* [YOUR INSTRUCTIONS] Reproduce every line of the items below, request wording included, scaling each bounding-box coordinate in the answers by a factor of 1.9 and rounding to whole numbers, with halves rounded up. Leave the pictures out of your response.

## START

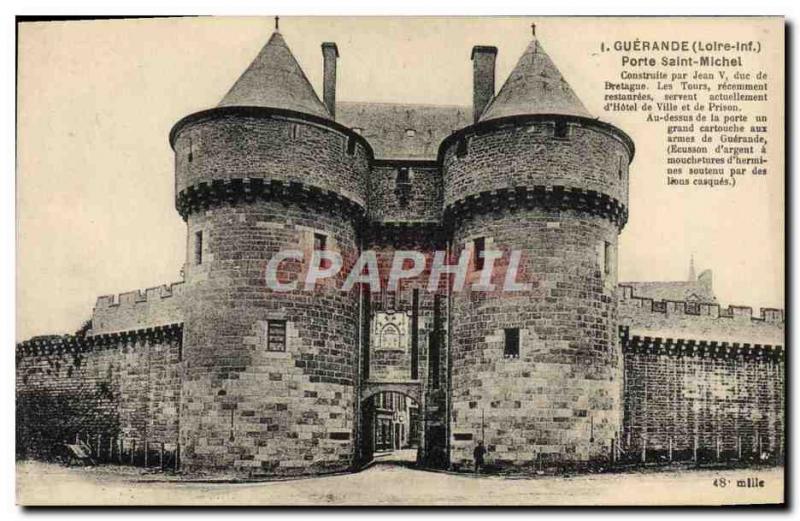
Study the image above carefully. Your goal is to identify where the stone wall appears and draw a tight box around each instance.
[442,120,632,208]
[369,162,442,222]
[451,209,622,466]
[181,201,359,475]
[173,112,371,206]
[619,285,785,345]
[16,325,182,458]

## END

* [ANSWER TO THIS PROBLEM]
Study the image above carefully. Your goal is to identify where the stone wall appears and draw a tight box around each instance.
[840,228,1201,395]
[701,308,840,422]
[857,397,1182,885]
[344,382,682,903]
[329,213,705,391]
[1176,542,1492,656]
[30,618,346,870]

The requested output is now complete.